### RECORDS
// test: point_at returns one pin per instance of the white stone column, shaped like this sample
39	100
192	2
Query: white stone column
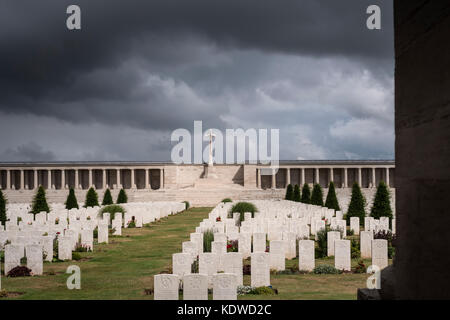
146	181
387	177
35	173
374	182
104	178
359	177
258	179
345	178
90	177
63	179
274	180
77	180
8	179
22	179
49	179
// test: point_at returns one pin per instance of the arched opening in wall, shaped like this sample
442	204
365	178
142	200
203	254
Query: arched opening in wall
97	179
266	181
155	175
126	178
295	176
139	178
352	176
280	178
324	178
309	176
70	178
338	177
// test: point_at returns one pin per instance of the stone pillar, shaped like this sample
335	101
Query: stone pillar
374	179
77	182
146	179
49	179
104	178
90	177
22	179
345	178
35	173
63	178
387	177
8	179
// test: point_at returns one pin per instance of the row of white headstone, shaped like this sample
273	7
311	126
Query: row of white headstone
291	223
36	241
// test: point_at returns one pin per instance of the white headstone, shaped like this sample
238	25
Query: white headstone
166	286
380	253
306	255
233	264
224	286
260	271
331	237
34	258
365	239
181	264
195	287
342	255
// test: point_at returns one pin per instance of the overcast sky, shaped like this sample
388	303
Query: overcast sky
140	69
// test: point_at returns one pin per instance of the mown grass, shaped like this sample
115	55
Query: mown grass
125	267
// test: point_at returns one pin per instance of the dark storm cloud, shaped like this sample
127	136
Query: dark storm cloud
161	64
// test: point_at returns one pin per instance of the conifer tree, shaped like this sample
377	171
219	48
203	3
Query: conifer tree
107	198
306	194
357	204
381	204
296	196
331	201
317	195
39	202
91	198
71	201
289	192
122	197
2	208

### WORK INSTRUCTION
In the listing above, find the line with "Query: white headstone", then copy it and every later line exactly, through the last line, and nothing else.

### SOLUTION
Query: white headstone
166	286
380	253
306	255
233	264
224	286
260	271
331	237
34	258
365	239
181	264
195	287
342	255
// test: point_at returns one pin per instance of the overcast sky, shaped like this sample
388	303
Query: overcast sky
140	69
// test: point_at returns one pin per instance of the mown grass, shaped like this sample
115	55
Query: mown grass
125	267
// test: point_at returns one pin per instance of the dark storm cloud, shaped like this sample
127	136
Query: dark storm cloud
161	64
// test: point_at returns one pin per instance of the conifer tree, shaped like this sample
377	171
219	48
203	3
Query: conifer tree
107	198
306	194
357	204
381	204
296	196
331	201
317	195
39	202
91	198
71	201
289	192
122	197
2	208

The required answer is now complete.